• [Description of the task] Pull out every line of the records that contains the string "rough", matching case exactly, and copy each one.

= = = = =

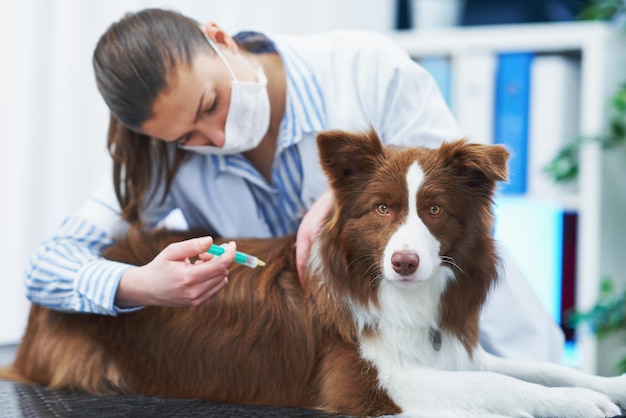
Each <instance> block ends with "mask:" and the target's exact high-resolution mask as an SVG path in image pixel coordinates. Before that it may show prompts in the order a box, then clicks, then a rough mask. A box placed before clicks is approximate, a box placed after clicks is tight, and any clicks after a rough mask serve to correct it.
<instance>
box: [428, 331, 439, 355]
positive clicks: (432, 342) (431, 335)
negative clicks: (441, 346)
mask: <svg viewBox="0 0 626 418" xmlns="http://www.w3.org/2000/svg"><path fill="white" fill-rule="evenodd" d="M429 336H430V342H431V344H432V345H433V350H435V351H439V350H441V331H439V329H438V328H433V327H431V328H430V333H429Z"/></svg>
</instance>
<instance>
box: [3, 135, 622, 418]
mask: <svg viewBox="0 0 626 418" xmlns="http://www.w3.org/2000/svg"><path fill="white" fill-rule="evenodd" d="M318 148H319V152H320V161H321V164H322V166H323V168H324V170H325V173H326V175H327V177H328V180H329V184H330V187H331V189H332V191H333V194H334V203H333V208H332V210H331V211H330V213H329V214H328V216H327V219H326V222H325V225H324V227H323V229H322V231H321V234H320V236H319V238H318V239H317V241H316V242H315V243H314V245H313V248H312V250H311V255H310V258H309V260H308V265H307V268H306V273H305V278H304V280H303V283H304V285H301V284H300V281H299V280H298V276H297V273H296V264H295V250H294V245H295V239H294V237H293V236H289V237H284V238H277V239H268V240H253V239H240V240H238V249H239V250H241V251H244V252H247V253H249V254H254V255H256V256H259V257H260V258H262V259H263V260H266V261H267V263H268V264H267V266H266V267H264V268H258V269H248V268H246V267H243V266H235V265H233V266H232V268H231V269H230V271H229V284H228V285H227V286H226V288H224V290H222V291H221V292H219V293H218V294H217V295H216V296H214V297H212V298H211V299H209V300H208V301H207V302H206V303H204V304H202V305H201V306H198V307H193V308H164V307H148V308H145V309H143V310H140V311H138V312H134V313H129V314H124V315H119V316H117V317H107V316H98V315H83V314H68V313H61V312H54V311H50V310H47V309H44V308H42V307H38V306H33V307H32V310H31V314H30V318H29V324H28V328H27V330H26V333H25V335H24V337H23V340H22V342H21V344H20V347H19V349H18V353H17V357H16V360H15V362H14V364H13V365H12V366H11V367H10V368H8V369H5V370H4V371H3V372H2V373H1V374H0V377H4V378H10V379H14V380H20V381H25V382H36V383H39V384H43V385H48V386H51V387H56V388H67V389H72V390H79V391H86V392H90V393H94V394H111V393H123V394H141V395H153V396H163V397H174V398H195V399H202V400H208V401H217V402H231V403H247V404H266V405H285V406H296V407H307V408H318V409H321V410H324V411H328V412H334V413H341V414H348V415H359V416H363V415H367V416H373V415H391V414H400V415H406V416H424V417H439V416H446V415H452V416H474V415H476V416H485V415H491V416H495V415H497V416H514V417H530V416H540V417H553V416H567V417H580V418H590V417H610V416H615V415H619V414H620V409H619V407H618V406H617V404H619V405H622V406H623V405H626V377H624V376H621V377H612V378H606V377H598V376H592V375H587V374H584V373H582V372H579V371H577V370H574V369H569V368H566V367H562V366H558V365H553V364H540V363H521V362H516V361H510V360H505V359H501V358H497V357H494V356H492V355H490V354H488V353H486V352H485V351H484V350H483V349H482V348H481V347H480V345H479V343H478V332H479V329H478V318H479V313H480V309H481V306H482V304H483V302H484V301H485V298H486V296H487V294H488V292H489V290H490V288H491V287H492V286H493V285H494V283H495V280H496V267H497V263H498V260H497V256H496V254H495V251H494V242H493V238H492V228H493V215H492V198H493V193H494V190H495V187H496V183H497V182H498V181H504V180H506V178H507V159H508V152H507V151H506V149H505V148H503V147H501V146H495V145H494V146H490V145H479V144H471V143H468V142H466V141H465V140H458V141H453V142H446V143H444V144H443V145H441V147H439V148H437V149H426V148H391V147H383V146H382V145H381V142H380V140H379V138H378V137H377V136H376V134H375V133H374V132H373V131H370V132H368V133H363V134H358V133H347V132H340V131H329V132H325V133H322V134H320V135H319V136H318ZM183 238H184V237H183V235H181V234H180V233H171V232H166V231H161V232H156V233H155V232H152V233H144V232H142V231H138V230H133V229H130V230H129V232H128V235H127V236H126V237H125V238H124V239H123V240H120V241H119V242H118V243H117V244H115V245H114V246H113V247H111V248H109V250H108V251H107V253H106V254H105V255H106V257H108V258H110V259H114V260H119V261H123V262H128V263H135V264H145V263H147V262H149V261H150V260H152V258H153V257H154V256H155V255H156V254H157V253H158V252H159V251H160V250H161V249H162V248H163V247H164V246H165V245H167V244H168V243H169V242H173V241H177V240H181V239H183Z"/></svg>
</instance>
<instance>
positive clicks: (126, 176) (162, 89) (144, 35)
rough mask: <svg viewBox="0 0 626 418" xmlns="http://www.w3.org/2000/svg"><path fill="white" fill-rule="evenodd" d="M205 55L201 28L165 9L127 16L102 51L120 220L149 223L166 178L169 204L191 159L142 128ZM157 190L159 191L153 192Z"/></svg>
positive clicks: (265, 45)
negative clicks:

= = = = =

• [Response]
Each <instance> block ends with "mask:" and the target's exact high-resolution mask as an SVG path in image pixel coordinates. Before that it may show prompts in the order a box, then clicks, then a rough mask. A box placed before clicks is approximate, a box placed after clicks is tight, and any clicks after a rough mask serve to correct it.
rough mask: <svg viewBox="0 0 626 418" xmlns="http://www.w3.org/2000/svg"><path fill="white" fill-rule="evenodd" d="M205 55L201 28L165 9L127 16L102 51L120 220L149 223L166 178L169 204L191 159L142 128ZM157 190L159 191L153 192Z"/></svg>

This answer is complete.